• EXERCISE INPUT:
+ + +

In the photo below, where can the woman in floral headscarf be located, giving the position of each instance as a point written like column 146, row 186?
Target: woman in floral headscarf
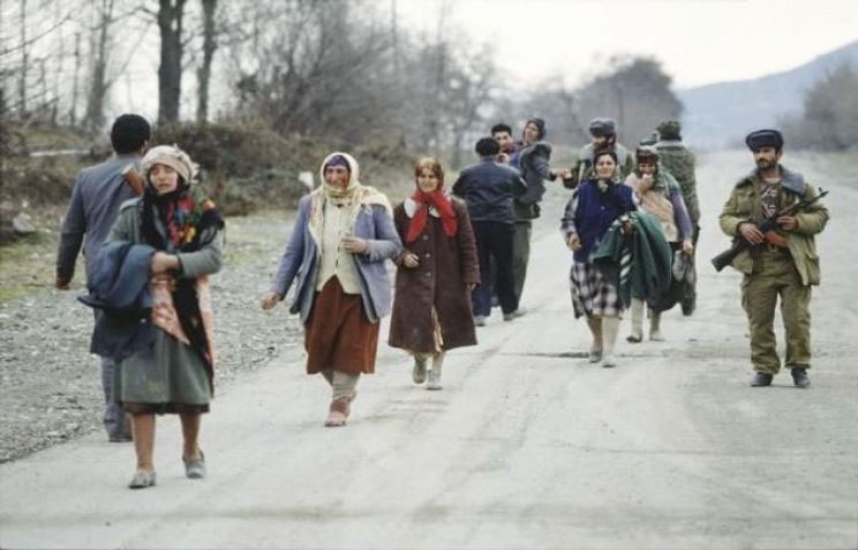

+ + +

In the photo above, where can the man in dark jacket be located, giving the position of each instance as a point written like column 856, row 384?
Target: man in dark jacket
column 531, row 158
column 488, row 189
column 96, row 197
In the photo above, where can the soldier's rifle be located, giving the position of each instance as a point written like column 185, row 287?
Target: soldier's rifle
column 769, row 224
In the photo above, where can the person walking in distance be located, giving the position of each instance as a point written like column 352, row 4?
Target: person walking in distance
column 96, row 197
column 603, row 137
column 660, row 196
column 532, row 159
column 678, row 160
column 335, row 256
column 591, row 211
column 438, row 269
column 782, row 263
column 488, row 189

+ + +

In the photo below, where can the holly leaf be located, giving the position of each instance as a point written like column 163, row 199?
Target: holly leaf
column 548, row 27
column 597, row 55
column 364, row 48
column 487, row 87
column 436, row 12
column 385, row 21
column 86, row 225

+ + +

• STATED GOAL:
Rewrite the stretch of data from the line with "In the photo below, where can the holly" through the line with "column 385, row 21", swapping "holly leaf" for "pine cone" each time it appears and leaving everything else as it is.

• REPLY:
In the photo below, where can the pine cone be located, giving the position of each instance as a point written like column 163, row 199?
Target: pine cone
column 548, row 27
column 597, row 55
column 364, row 48
column 487, row 87
column 436, row 12
column 385, row 21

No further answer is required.